__Exercise requirements__: Reproduce each of the records below word for word, leaving out the pictures.

__Material for this task__:

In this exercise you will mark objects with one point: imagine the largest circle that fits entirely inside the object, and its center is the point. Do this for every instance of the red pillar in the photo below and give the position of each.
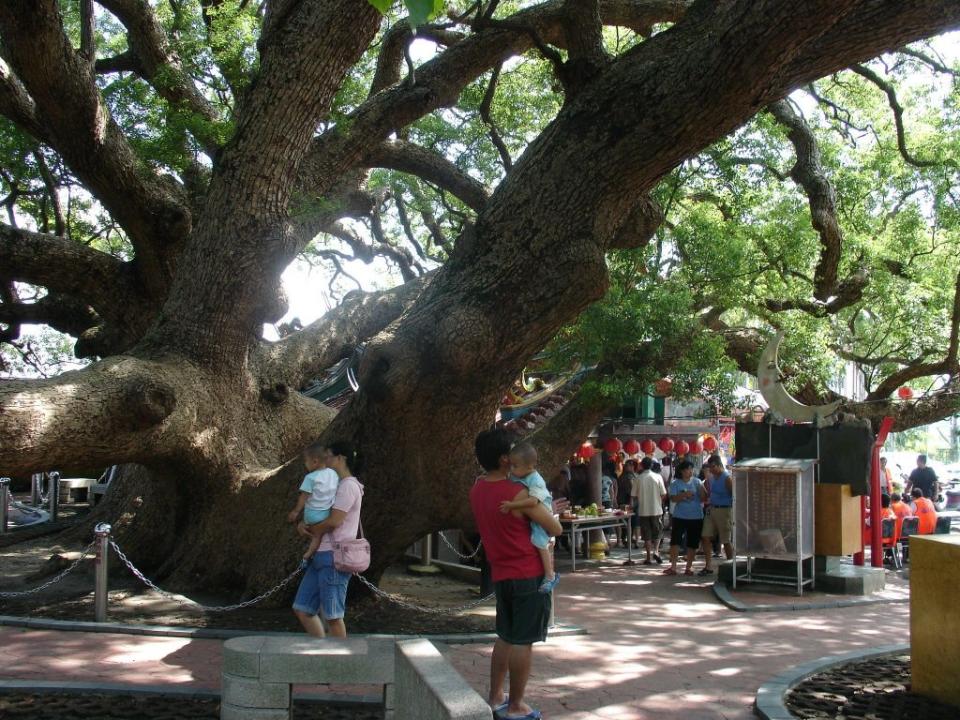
(858, 557)
(876, 545)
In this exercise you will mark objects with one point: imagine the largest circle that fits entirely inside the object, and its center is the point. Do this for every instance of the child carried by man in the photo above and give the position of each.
(523, 469)
(317, 493)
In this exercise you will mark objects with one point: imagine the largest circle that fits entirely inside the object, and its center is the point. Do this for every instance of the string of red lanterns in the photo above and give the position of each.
(647, 446)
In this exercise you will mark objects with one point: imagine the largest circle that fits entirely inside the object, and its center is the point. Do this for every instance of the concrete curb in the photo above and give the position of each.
(53, 687)
(769, 703)
(225, 634)
(723, 594)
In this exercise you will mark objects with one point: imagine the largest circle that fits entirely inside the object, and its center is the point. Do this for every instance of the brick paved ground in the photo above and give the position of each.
(658, 647)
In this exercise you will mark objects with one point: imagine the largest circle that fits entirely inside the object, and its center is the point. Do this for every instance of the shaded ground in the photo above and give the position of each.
(29, 558)
(153, 707)
(878, 689)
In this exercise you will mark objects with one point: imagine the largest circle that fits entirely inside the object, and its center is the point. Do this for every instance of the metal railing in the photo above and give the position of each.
(100, 547)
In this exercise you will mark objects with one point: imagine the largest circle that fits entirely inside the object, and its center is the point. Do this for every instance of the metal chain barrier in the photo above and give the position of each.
(456, 551)
(246, 603)
(60, 576)
(206, 608)
(433, 611)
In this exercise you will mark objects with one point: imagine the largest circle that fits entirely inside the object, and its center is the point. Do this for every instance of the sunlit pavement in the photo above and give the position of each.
(657, 647)
(664, 647)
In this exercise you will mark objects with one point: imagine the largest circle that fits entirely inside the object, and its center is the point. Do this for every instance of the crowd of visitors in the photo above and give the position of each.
(698, 508)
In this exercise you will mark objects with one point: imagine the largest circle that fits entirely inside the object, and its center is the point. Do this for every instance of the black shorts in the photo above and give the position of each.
(523, 612)
(650, 526)
(680, 527)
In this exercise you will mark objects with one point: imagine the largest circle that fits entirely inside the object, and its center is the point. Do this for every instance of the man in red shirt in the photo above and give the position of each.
(516, 570)
(925, 511)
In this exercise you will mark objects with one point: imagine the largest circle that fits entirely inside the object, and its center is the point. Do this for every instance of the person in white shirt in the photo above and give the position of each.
(647, 495)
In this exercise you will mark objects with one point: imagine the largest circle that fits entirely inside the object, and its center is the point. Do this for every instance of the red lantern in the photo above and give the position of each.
(613, 446)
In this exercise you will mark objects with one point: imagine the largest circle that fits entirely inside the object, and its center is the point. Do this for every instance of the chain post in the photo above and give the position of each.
(4, 503)
(54, 495)
(35, 480)
(102, 532)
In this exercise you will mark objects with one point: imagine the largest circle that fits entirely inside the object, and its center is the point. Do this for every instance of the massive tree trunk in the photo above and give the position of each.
(209, 413)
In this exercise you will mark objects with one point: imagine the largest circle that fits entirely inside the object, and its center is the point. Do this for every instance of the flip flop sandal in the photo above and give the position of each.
(532, 715)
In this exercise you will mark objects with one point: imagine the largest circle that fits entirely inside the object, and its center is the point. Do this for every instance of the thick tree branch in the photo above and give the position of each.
(62, 265)
(159, 65)
(440, 81)
(392, 50)
(891, 93)
(89, 278)
(60, 312)
(60, 224)
(304, 59)
(808, 172)
(487, 118)
(127, 61)
(88, 37)
(583, 29)
(929, 61)
(116, 409)
(79, 127)
(308, 352)
(16, 103)
(948, 366)
(431, 166)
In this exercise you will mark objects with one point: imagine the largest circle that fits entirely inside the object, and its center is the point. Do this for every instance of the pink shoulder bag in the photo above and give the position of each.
(352, 556)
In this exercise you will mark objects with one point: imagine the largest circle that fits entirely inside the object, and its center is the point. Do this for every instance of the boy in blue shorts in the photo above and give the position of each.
(317, 492)
(523, 469)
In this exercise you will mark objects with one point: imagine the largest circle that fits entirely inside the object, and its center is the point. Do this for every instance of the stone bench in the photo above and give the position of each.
(428, 687)
(417, 682)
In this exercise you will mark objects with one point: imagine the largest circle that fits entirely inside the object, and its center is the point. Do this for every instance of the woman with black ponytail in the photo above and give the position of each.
(323, 589)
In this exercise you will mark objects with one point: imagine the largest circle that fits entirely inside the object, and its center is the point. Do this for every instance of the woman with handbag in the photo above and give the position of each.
(323, 589)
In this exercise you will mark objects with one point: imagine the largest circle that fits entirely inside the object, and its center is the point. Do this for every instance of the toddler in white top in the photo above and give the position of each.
(523, 469)
(317, 493)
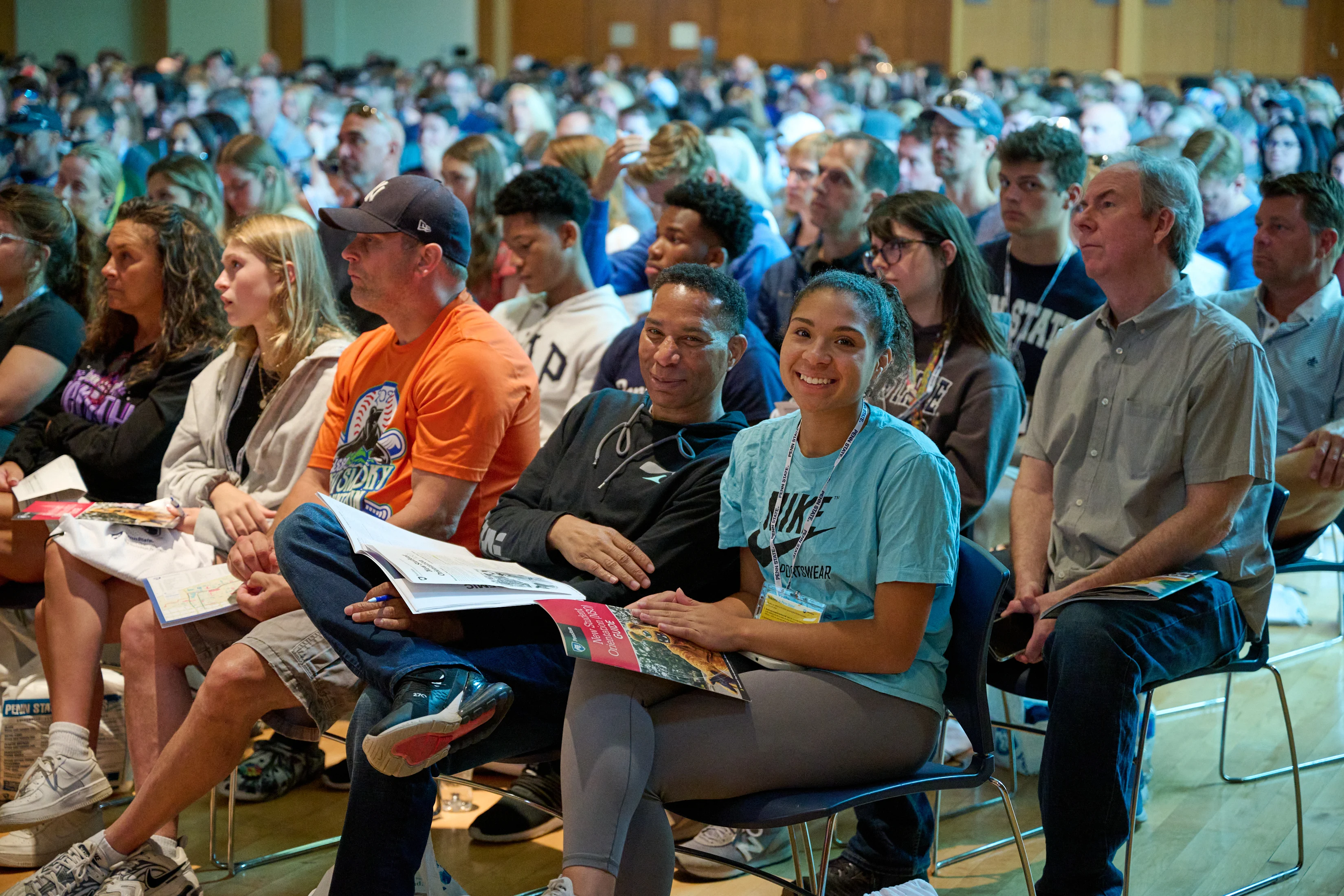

__Result__:
In this exercise you will mark objects with one point: imagine the largest circle that fits entirely inside the object, and its center is the point. Do this for every instance of the red pillar in the photo below and give the position of each.
(858, 557)
(876, 545)
In this exercise you will mark objects with one point: imagine the largest circle that fits entirely inside the object, and its center is the point. Do this for every instance of the child carried by man in the photo above and give the position of each.
(523, 469)
(317, 493)
In this exercise you will mark objects with one point: imagine the largest circle that fits entirely inside the object, and its center is the point. Do this for every instance of the string of red lanterns in the photo above and give the position of each.
(647, 446)
In this exercise you will mark objects with one point: imagine the largest circle that fits entirely inside the object, and its center is the point. Do this for every instance of the concrete curb in the photo above and give the position of each.
(53, 687)
(769, 703)
(225, 634)
(723, 594)
In this exercise you will mark objects with one point: imagine the largest circle that fits entirely inside the object, and its center is the point. Do this for every instance of the brick paved ground in the photo above and give the position of each.
(658, 647)
In this exercise you will mark objects with one point: imagine the largest circle that fits entirely inside the object, and its center is the point. Do this for every instance of the shaded ground in the photo above and give the position of each.
(29, 558)
(153, 707)
(878, 689)
In this exercise you will mark objects with one point: imagine the largest circle that fits entirely inside the object, and its center is the point. Do this for every instance of the metal railing in the photo above and give the position of each.
(100, 547)
In this exercise you will mark objects with one point: imagine the largest circle that fits entirely inside the object, and its center is the point. Do this for every instance of the metal chain barrier in the photo above and give the position of each.
(456, 551)
(246, 603)
(60, 576)
(206, 608)
(433, 611)
In this exercise you will mark objects with one point: imagine the largest circle that fits entirely inside the object, and its center is the point. Do this for every instance of the sunlit pavement in the photo above and give the position of each.
(657, 647)
(664, 647)
In this exercise you will mark objects with one point: imagine the largest circle that fits entirely inside the object, and its center is the point. Do this for every instance of the crowd of visitors in the photo above and give the position of each.
(698, 508)
In this exercise you will mark objects with one point: imagine the largest circle that fits entirely inside the object, and its center is the point. Do this for every instance of the black shorts in the photo above and give the position of each.
(523, 612)
(650, 526)
(680, 527)
In this exercise you will mark objects with one point: imagine the largest circle that fits entirely inside the object, and its center is the point. Do this for every instance of the man in red shirt in the photo above and give the position of each.
(516, 570)
(925, 511)
In this exercise you will mark objects with one point: imagine the largest circle that fits entirely inside the object, and its center is the point. Do this for every instance of the person in white shirt in the photo above and give the position of each.
(647, 495)
In this exercise you will mark objects with one point: imagine the largest circle that fits entirely inside the object, and its center is the point. Do this for every instance of the red lantern in the photo above and give the position of each.
(613, 446)
In this exercise you will mark objects with one point: imagine the largest circle that fits entirely inside the object, and its center is the point. Do this for every instance of the chain post in the photo above and give the position of each.
(4, 503)
(54, 495)
(35, 480)
(102, 532)
In this exercise you will mark objects with one point: imagine the largest circle that fits entirely inside the object, and its center is the point. Do this for every instance of the massive tree trunk in the photo above and give the position of each.
(209, 413)
In this exercise you will mark objects with one point: imagine the largest circle that fits entirely inside the object, and its center is the point. Do this for every instance of the flip flop sandal in the photo above and give the position of each.
(532, 715)
In this exercise you will mark objects with one point: imagine the largest circle that fits entirely inside the object, and its center is the point. Do this for every instance of the thick tree branch in the photo above and give the position of each.
(62, 265)
(159, 65)
(440, 81)
(392, 50)
(891, 93)
(89, 278)
(60, 312)
(60, 224)
(304, 59)
(808, 172)
(487, 118)
(127, 61)
(88, 37)
(583, 29)
(929, 61)
(116, 409)
(79, 127)
(308, 352)
(16, 103)
(948, 366)
(431, 166)
In this exercise you will mark objects with one point: imagine the largest circle that fits entirely inside the object, and its center is the point. Do this for every instance of the pink shoulder bag in the photo above and give the position of each.
(352, 556)
In this exercise you will mark objects with one point: imagine the largest circle that fits entirely inside the object, and its center is the point. Do this for every instance of the boy in blue shorts in the photo above and give the position of each.
(317, 492)
(523, 469)
In this exercise you will mark objects with one point: imagine the largest circle that fits entirely inside the object, and its center is the point. Do this for every instance of the stone bench in the photo above and give the position of each.
(428, 687)
(417, 682)
In this exercise you will mark objects with one point: imagine the largest circle that fits entirely inside the object, and its center is the point. Do this for every instance of the woman with black ponytail in the photo above and give the position of each.
(323, 589)
In this exercise you will mark objects with one point: imagine the largest circle that fits entirely inside the object, and its center is the point. Do this for every instance of the woman with handbag in the photo above and give the position of each.
(323, 589)
In this exercise you will mark objects with one point: imagine the largest circle that fits entirely inside the object, and its center is the point. Do this for every instance of the toddler in white top in the photo above and give the position of each.
(523, 469)
(317, 493)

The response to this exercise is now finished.